**EXERCISE PROMPT:**
Copy every line of the material below word for word, changing nothing.

**DATA FOR THIS TASK:**

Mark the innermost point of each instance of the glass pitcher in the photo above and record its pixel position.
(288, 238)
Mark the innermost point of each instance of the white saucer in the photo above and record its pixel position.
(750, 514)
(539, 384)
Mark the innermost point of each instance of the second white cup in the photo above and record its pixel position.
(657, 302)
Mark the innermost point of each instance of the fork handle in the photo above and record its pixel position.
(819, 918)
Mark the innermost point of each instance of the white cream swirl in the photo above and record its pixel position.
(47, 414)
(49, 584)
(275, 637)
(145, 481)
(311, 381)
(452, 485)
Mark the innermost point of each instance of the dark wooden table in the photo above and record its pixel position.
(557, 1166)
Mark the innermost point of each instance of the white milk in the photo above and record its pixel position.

**TASK RESPONSE:**
Mark the innermost point of each instance of the glass pitcher in the photo above and record its pixel position.
(288, 238)
Mark the innermost point of each instance of the white saucer in the photo above and record its pixel position.
(750, 514)
(539, 384)
Mark the innermost point of each instance of the second white cup in the photo above and record its pixel position.
(657, 302)
Mark the innermost point of each instance of the fork handle in the photo above and record its pixel position.
(819, 918)
Mark the innermost point of each instance of the white cream swirl in the photo above and record its pixel position.
(47, 414)
(49, 584)
(275, 637)
(145, 481)
(311, 381)
(452, 485)
Mark the innermost point of each instance of the dark wooden table in the photo above and record its pixel position.
(557, 1166)
Mark the innermost point of each instance of the white milk in the photo above and record its pixel position.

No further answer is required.